◆ Stated task 1
Scale the rows below, starting at the line containing "seawall, that would be most helpful." and ending at the line containing "[[[116,0],[94,0],[94,32],[115,31]]]", both ends included, and give back only those lines. Keep the requests and format samples unchanged, and multiply every polygon coordinate in the answers by 0.35, rounding to whole numbers with halves rounded up.

Here I must correct another misunderstanding on David’s part: neither of my posts in this run have had anything to say about tax policy except to this degree:
For the most part, the funds that support so many local workers building and rebuilding summer homes for the rich are not available for taxation. The owners tend not to be full-year residents, and if they were to find that they could no longer afford to lavish themselves in this way in Rhode Island, they’d find somewhere else to do it. Even with full-year residents, the difference is mainly one of threshold for redistributive pain. The progressives’ willingness to insist on the right kind of commerce would certainly result in lost revenue to the state, less money in the state’s economy, and lost jobs.
Because I see its circumstances as acutely dire, my focus for commentary has overwhelmingly been within Rhode Island’s borders for several years, and in that context, heavily redistributive taxation schemes are an invitation for the rich to avoid paying Rhode Island taxes altogether (or, more likely, to pay somebody else to avoid those taxes for them), and that will hurt working Rhode Islanders both by draining our public coffers and by stemming the economic activity from which all tax revenue is ultimately derived. If a driver knows that you intend to pull in front of him to slow him down below his preferred speed, he won’t let you get alongside him in the first place, if he can help it.
To this perspective, I would add one way in which David may have me right that “We dummies would just screw it up”: if by “we dummies” he means the population operating by means of a government structure (rather than as individually responsible economic entities). Siphoning off wealth for the government’s usage to the degree that left-wingers would consider to be “fair taxation” creates a pinch-point for power, and that is an ineluctable lure for precisely the sorts of people whom a fair — and wise! — society would keep far from the steering wheel. (In some ways, this is Rhode Island’s tale.)
If we want fairness, we must pursue freedom. Putting up roadblocks generally proves to be to the advantage of those who already have an edge and to hinder those who would otherwise break free from the snarl of traffic.
Your highway analogy quickly heads south in the northbound lane. I’ve driven on the Northeast corridor in a Mercedes and again in a VW bug that needed a ring job and I can assure you that the road looks quite different, dependent upon which auto I’m in. To put it in a Zen context, it’s the same road, and it’s not the same road.

◆ Stated task 2
Copy word for word the part of the commentary on Rhode Island taxes above, starting at "Because I see" and ending at "can help it.".

◆ Input records
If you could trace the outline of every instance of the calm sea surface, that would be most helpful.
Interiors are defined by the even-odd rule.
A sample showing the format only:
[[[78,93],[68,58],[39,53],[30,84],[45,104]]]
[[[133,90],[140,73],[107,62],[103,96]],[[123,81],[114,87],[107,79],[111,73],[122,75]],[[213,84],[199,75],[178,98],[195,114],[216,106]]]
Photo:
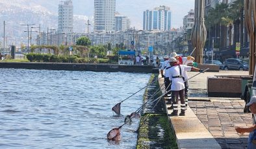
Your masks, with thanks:
[[[134,148],[139,120],[107,133],[143,103],[149,74],[0,69],[0,148]]]

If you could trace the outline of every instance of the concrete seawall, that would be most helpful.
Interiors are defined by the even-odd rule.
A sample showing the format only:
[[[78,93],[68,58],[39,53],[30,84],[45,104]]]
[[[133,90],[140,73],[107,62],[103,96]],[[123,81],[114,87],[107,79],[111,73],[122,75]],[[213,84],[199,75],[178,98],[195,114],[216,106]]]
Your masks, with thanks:
[[[0,68],[159,73],[158,69],[153,69],[152,65],[124,65],[107,63],[1,62]]]

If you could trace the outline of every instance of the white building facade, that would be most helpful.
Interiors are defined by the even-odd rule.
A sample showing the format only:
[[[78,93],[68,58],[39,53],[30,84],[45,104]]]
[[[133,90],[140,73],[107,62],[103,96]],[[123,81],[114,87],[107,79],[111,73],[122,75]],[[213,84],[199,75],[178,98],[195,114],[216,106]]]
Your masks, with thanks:
[[[58,32],[65,34],[73,32],[73,7],[71,0],[60,1],[58,5]]]
[[[172,12],[170,7],[160,6],[143,13],[143,30],[168,30],[171,29]]]
[[[188,15],[183,17],[183,29],[185,30],[191,30],[195,24],[195,11],[191,9]]]
[[[130,28],[130,19],[127,16],[116,15],[116,32],[123,31]]]
[[[116,0],[94,0],[94,32],[115,31]]]

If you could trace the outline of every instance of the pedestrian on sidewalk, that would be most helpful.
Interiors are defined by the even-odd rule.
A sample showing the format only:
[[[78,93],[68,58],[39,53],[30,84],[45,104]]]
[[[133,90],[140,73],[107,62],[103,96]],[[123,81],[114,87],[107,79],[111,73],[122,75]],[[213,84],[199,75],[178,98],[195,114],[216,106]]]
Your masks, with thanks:
[[[168,55],[164,56],[164,63],[162,65],[161,69],[160,69],[160,72],[161,73],[162,78],[164,78],[164,86],[165,86],[165,89],[166,91],[170,91],[170,86],[169,84],[170,84],[170,79],[168,76],[166,76],[168,74],[166,74],[166,69],[168,69],[171,67],[169,63],[169,56]],[[169,86],[168,88],[167,88]],[[172,100],[172,95],[171,95],[171,91],[168,91],[166,94],[166,97],[168,97],[168,102],[171,102]]]
[[[249,103],[246,104],[249,107],[250,110],[253,114],[253,125],[250,127],[241,128],[237,127],[235,128],[237,132],[239,133],[250,133],[248,137],[248,149],[256,148],[256,125],[255,125],[255,114],[256,114],[256,96],[251,97]]]
[[[136,59],[136,65],[140,65],[140,56],[137,55],[137,56],[136,56],[135,59]]]
[[[171,65],[170,69],[166,71],[166,74],[168,75],[166,77],[168,77],[171,85],[171,91],[173,93],[174,99],[172,99],[173,102],[173,112],[169,115],[171,117],[178,116],[178,104],[179,104],[179,97],[181,100],[181,111],[179,113],[179,116],[185,116],[186,106],[185,102],[185,71],[200,71],[203,72],[203,70],[198,68],[187,66],[185,65],[180,65],[178,60],[175,58],[170,58],[169,60],[170,64]],[[171,109],[170,108],[168,109]]]
[[[179,56],[178,54],[177,54],[176,52],[172,52],[170,54],[170,58],[176,58],[176,60],[179,61],[179,64],[183,64],[183,63],[182,57]]]
[[[187,57],[183,57],[182,58],[182,61],[183,61],[183,64],[187,65],[188,64],[192,64],[194,61],[195,60],[195,58],[193,56],[188,56]],[[184,72],[184,78],[185,80],[188,80],[188,73],[186,71]],[[185,105],[186,105],[186,107],[188,106],[188,81],[186,81],[185,82]]]

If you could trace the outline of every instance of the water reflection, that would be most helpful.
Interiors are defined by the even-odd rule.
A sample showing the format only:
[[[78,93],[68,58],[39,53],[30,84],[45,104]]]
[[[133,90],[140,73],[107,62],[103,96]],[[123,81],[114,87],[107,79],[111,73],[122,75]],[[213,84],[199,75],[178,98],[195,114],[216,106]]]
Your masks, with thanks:
[[[142,104],[150,75],[0,69],[0,148],[134,148],[138,119],[122,128],[122,140],[107,141]]]

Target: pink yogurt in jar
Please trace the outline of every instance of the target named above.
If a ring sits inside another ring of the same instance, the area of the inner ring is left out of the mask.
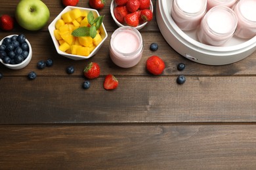
[[[135,66],[140,61],[142,52],[142,37],[137,29],[120,27],[111,36],[110,55],[117,65],[123,68]]]
[[[237,0],[208,0],[207,1],[207,9],[213,8],[215,6],[222,5],[226,6],[232,8]]]
[[[234,8],[238,24],[235,35],[242,39],[256,35],[256,0],[240,0]]]
[[[173,0],[171,15],[183,31],[196,29],[206,12],[207,0]]]
[[[211,8],[202,20],[197,35],[199,41],[222,46],[233,36],[238,24],[234,12],[225,6]]]

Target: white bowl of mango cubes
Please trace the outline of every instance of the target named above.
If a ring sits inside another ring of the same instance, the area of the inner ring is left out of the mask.
[[[103,22],[94,39],[91,37],[76,37],[72,35],[76,28],[86,26],[87,15],[90,11],[95,18],[100,16],[96,10],[68,6],[50,24],[48,29],[56,50],[60,55],[74,60],[81,60],[93,56],[99,50],[108,37]],[[85,41],[86,44],[81,43]]]

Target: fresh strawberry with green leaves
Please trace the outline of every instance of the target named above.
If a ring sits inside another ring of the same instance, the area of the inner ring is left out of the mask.
[[[129,12],[137,11],[140,7],[140,1],[139,0],[129,0],[126,3],[126,8]]]
[[[116,19],[120,23],[125,22],[124,18],[128,14],[128,10],[125,6],[117,6],[114,9],[114,15]]]
[[[115,0],[116,5],[117,6],[125,5],[128,0]]]
[[[62,0],[62,4],[65,7],[67,6],[76,6],[79,0]]]
[[[91,62],[83,70],[83,75],[85,77],[92,79],[100,76],[100,68],[97,63]]]
[[[89,0],[89,5],[95,9],[102,9],[105,7],[106,0]]]
[[[154,75],[161,75],[165,68],[165,63],[157,56],[152,56],[146,60],[146,69]]]
[[[139,9],[148,9],[150,7],[150,0],[139,0],[140,1]]]
[[[144,22],[150,22],[153,19],[152,11],[150,9],[143,9],[140,11],[140,17]]]
[[[4,31],[12,30],[14,20],[8,14],[3,14],[0,17],[0,27]]]
[[[103,87],[106,90],[113,90],[118,86],[117,79],[112,75],[108,75],[105,76]]]
[[[137,27],[140,22],[139,17],[140,12],[139,11],[128,14],[125,16],[125,22],[131,27]]]

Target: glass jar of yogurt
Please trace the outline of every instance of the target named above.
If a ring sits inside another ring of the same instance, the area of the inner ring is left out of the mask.
[[[120,27],[111,36],[110,58],[121,67],[133,67],[142,56],[143,46],[142,37],[137,29],[129,26]]]

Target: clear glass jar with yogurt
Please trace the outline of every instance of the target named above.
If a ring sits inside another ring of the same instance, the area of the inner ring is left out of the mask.
[[[111,36],[110,58],[119,67],[132,67],[140,61],[143,47],[143,39],[137,29],[129,26],[120,27]]]
[[[173,0],[171,15],[183,31],[195,29],[206,12],[207,0]]]
[[[232,37],[237,24],[236,14],[231,8],[216,6],[202,19],[197,33],[198,38],[205,44],[223,46]]]
[[[238,24],[235,35],[242,39],[256,35],[256,0],[240,0],[234,8]]]
[[[236,4],[237,0],[208,0],[207,1],[207,9],[215,7],[215,6],[226,6],[232,8]]]

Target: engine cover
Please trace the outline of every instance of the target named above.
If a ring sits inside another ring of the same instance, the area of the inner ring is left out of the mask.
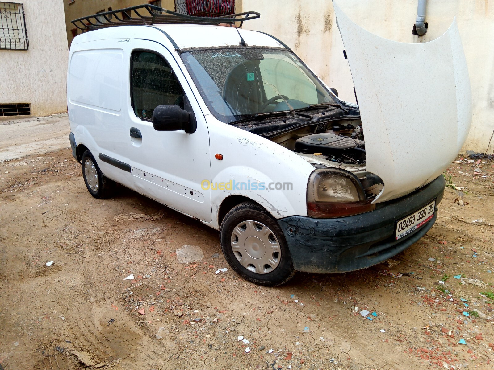
[[[297,139],[294,149],[299,153],[321,153],[337,162],[360,164],[365,163],[365,145],[362,140],[323,132]]]

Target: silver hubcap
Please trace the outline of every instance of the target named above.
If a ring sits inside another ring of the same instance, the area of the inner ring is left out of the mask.
[[[232,232],[232,249],[240,264],[256,274],[267,274],[280,264],[281,249],[268,226],[252,220],[243,221]]]
[[[90,159],[86,159],[86,161],[84,162],[84,175],[91,190],[93,191],[97,191],[99,185],[98,172],[94,167],[94,164]]]

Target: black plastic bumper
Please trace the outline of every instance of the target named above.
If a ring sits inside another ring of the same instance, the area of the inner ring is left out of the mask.
[[[76,138],[72,132],[69,134],[69,141],[70,142],[70,147],[72,148],[72,155],[76,158],[76,160],[79,162],[79,160],[77,159],[77,145],[76,144]]]
[[[445,183],[441,175],[405,197],[379,203],[376,209],[339,219],[290,216],[278,220],[295,270],[346,272],[365,268],[404,251],[434,224]],[[407,236],[395,240],[396,222],[436,200],[433,218]]]

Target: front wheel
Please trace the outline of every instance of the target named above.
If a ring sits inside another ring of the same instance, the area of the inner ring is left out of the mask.
[[[241,203],[226,214],[220,243],[227,261],[244,279],[274,286],[288,281],[296,271],[278,222],[256,203]]]

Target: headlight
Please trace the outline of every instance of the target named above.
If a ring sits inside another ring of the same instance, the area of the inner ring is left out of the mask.
[[[357,215],[375,208],[367,200],[355,175],[338,168],[320,169],[311,174],[307,184],[307,215],[332,218]]]

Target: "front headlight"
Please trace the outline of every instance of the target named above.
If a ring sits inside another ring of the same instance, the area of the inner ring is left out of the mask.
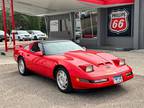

◆ Complete output 1
If you could trace the outline of every instance of the concrete seawall, that would be most helpful.
Interiors are defined by the even-odd rule.
A sample showing the format only:
[[[78,93],[68,58],[39,53],[30,84],[45,104]]]
[[[133,90],[140,73],[107,62],[103,96]],[[123,81],[114,87],[107,79],[111,73],[122,75]],[[213,84],[199,75],[178,98],[195,114],[216,106]]]
Your masks, with thanks:
[[[0,24],[56,26],[55,24],[54,24],[53,23],[43,23],[37,22],[0,22]]]

If you could trace the outline of every instance of the white building facade, that would be most helpful.
Interiors are defined by the even-odd rule.
A sample showing the format only:
[[[78,93],[68,58],[39,53],[30,84],[45,104]]]
[[[133,90],[140,73],[107,62],[103,96]],[[123,81],[114,87],[107,79],[111,73],[122,75]],[[213,84],[199,75],[178,98],[195,114],[216,106]]]
Your masks, with thanks:
[[[20,11],[23,12],[26,11],[26,2],[25,0],[21,0],[20,2]]]
[[[60,4],[60,2],[56,2],[50,5],[50,11],[59,11],[60,10]]]
[[[66,5],[64,6],[64,10],[65,11],[67,11],[68,8],[68,4],[67,3]]]
[[[46,10],[46,7],[44,6],[41,5],[41,11],[43,11]]]
[[[41,0],[33,0],[33,11],[40,11]]]

◆ Complete output 2
Because I see its circumstances as acutely dire, my focus for commentary has overwhelmingly been within Rhode Island’s borders for several years, and in that context, heavily redistributive taxation schemes are an invitation for the rich to avoid paying Rhode Island taxes altogether (or, more likely, to pay somebody else to avoid those taxes for them), and that will hurt working Rhode Islanders both by draining our public coffers and by stemming the economic activity from which all tax revenue is ultimately derived. If a driver knows that you intend to pull in front of him to slow him down below his preferred speed, he won’t let you get alongside him in the first place, if he can help it.